> EXCERPT
* Begin *

# Cannot install webapps/plugins in Chromium



## toomanysecrets (Sep 8, 2021)

Hi!

Excuse me if I'm asking for something evident, but every time I try to install a plugin in Chromium (uBlock, etc), I only can obtain this message:

"FAILED_TO_COPY_EXTENSION_FILE_TO_TEMP_DIRECTORY".

Please, anybody could help me?

Thank you in advance!!


----------



## steew (Sep 18, 2021)

I'm having the same problem.


----------



## grahamperrin@ (Sep 19, 2021)

FreeBSD bug 258573 – www/chromium Could not install package: 'FAILED_TO_COPY_EXTENSION_FILE_TO_TEMP_DIRECTORY'


----------



## grahamperrin@ (Sep 24, 2021)

linunix said:


> Upgraded chromium: 92.0.4515.159_1 -> 92.0.4515.159_2
> Still has the same issue



This is expected, please see <https://www.freshports.org/www/chromium/#history>.

The recent commits were:

for FreeBSD bugs 258271 – www/chromium: Makefile warning for grep mempcpy /usr/include/string.h. This warning is redundant and persistent. and 258576 – www/chromium: build fails with harfbuzz 3.0.0
not for bug 258573.


----------



## Zagzigger (Dec 8, 2021)

Any update on this, or even a workaround?
I'm not comfortable running Chromium without my favourite extensions. 
Thanks.


----------



## grahamperrin@ (Mar 12, 2022)

Zagzigger said:


> Any update on this, or even a workaround?



Things might be better, or fixed; please test.


----------

* End *

[Coordinate labeling data]
* Begin *

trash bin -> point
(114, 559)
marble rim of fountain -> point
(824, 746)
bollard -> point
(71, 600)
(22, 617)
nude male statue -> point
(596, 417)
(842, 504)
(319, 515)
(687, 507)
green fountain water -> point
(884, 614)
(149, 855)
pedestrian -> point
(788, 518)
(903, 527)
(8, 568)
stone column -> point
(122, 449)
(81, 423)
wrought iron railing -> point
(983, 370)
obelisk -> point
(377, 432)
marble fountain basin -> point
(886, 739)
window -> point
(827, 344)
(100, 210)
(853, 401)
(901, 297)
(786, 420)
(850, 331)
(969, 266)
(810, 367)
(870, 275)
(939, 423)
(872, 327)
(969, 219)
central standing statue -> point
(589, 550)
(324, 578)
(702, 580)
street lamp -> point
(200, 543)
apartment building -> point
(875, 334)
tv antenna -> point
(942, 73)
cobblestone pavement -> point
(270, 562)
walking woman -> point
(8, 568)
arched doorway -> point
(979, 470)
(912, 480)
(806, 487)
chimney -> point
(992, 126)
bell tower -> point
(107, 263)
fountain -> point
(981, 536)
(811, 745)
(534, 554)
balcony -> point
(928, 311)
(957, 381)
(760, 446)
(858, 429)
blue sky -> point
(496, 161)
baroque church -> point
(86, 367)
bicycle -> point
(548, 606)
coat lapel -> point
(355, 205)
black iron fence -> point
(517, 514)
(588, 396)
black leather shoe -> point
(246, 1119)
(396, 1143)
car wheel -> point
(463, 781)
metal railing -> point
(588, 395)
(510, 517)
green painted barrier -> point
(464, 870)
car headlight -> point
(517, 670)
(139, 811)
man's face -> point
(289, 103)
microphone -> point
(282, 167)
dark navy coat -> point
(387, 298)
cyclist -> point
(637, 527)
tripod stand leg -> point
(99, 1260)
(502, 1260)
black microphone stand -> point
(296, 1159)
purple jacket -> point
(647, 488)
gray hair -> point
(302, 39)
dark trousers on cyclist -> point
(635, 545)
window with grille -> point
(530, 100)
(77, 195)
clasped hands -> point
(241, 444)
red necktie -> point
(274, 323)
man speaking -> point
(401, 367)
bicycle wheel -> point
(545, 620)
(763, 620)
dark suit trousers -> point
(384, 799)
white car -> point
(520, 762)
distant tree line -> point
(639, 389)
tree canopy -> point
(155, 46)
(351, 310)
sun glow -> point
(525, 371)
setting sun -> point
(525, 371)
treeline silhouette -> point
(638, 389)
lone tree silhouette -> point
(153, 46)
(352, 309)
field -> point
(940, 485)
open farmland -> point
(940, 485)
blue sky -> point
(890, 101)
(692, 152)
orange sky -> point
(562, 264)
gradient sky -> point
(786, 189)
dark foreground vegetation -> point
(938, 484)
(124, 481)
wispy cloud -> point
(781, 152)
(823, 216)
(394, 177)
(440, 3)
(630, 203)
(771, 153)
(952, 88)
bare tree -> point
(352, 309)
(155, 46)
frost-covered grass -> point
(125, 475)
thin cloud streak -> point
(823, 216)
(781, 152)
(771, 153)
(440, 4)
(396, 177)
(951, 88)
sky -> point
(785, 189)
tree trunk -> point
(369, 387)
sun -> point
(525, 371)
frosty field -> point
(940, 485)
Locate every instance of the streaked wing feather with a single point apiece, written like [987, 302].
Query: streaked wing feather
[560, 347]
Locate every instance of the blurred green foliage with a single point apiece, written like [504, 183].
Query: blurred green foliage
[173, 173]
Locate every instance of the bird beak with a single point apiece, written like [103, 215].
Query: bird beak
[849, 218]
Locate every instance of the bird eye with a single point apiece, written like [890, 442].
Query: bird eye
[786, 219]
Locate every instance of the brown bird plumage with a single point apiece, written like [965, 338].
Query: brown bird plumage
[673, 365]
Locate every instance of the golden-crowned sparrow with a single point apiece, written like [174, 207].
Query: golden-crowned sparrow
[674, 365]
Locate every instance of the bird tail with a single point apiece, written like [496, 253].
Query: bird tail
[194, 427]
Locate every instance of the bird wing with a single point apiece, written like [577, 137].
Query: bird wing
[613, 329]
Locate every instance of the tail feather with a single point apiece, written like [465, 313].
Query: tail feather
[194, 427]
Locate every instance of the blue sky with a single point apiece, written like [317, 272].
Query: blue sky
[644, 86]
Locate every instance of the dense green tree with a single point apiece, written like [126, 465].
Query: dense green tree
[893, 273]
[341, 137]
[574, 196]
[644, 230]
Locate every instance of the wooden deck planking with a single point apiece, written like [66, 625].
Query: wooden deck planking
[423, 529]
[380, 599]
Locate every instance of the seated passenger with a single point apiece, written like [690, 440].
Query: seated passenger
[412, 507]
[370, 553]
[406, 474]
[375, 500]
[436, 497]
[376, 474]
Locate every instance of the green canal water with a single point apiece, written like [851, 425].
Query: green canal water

* End *

> DIRECTIVE
Give each distinct FreeBSD bug number cited in the Chromium extension thread, along with the title shown for it.

> EXERCISE SOLUTION
- 258573: www/chromium Could not install package: 'FAILED_TO_COPY_EXTENSION_FILE_TO_TEMP_DIRECTORY'
- 258271: www/chromium: Makefile warning for grep mempcpy /usr/include/string.h. This warning is redundant and persistent.
- 258576: www/chromium: build fails with harfbuzz 3.0.0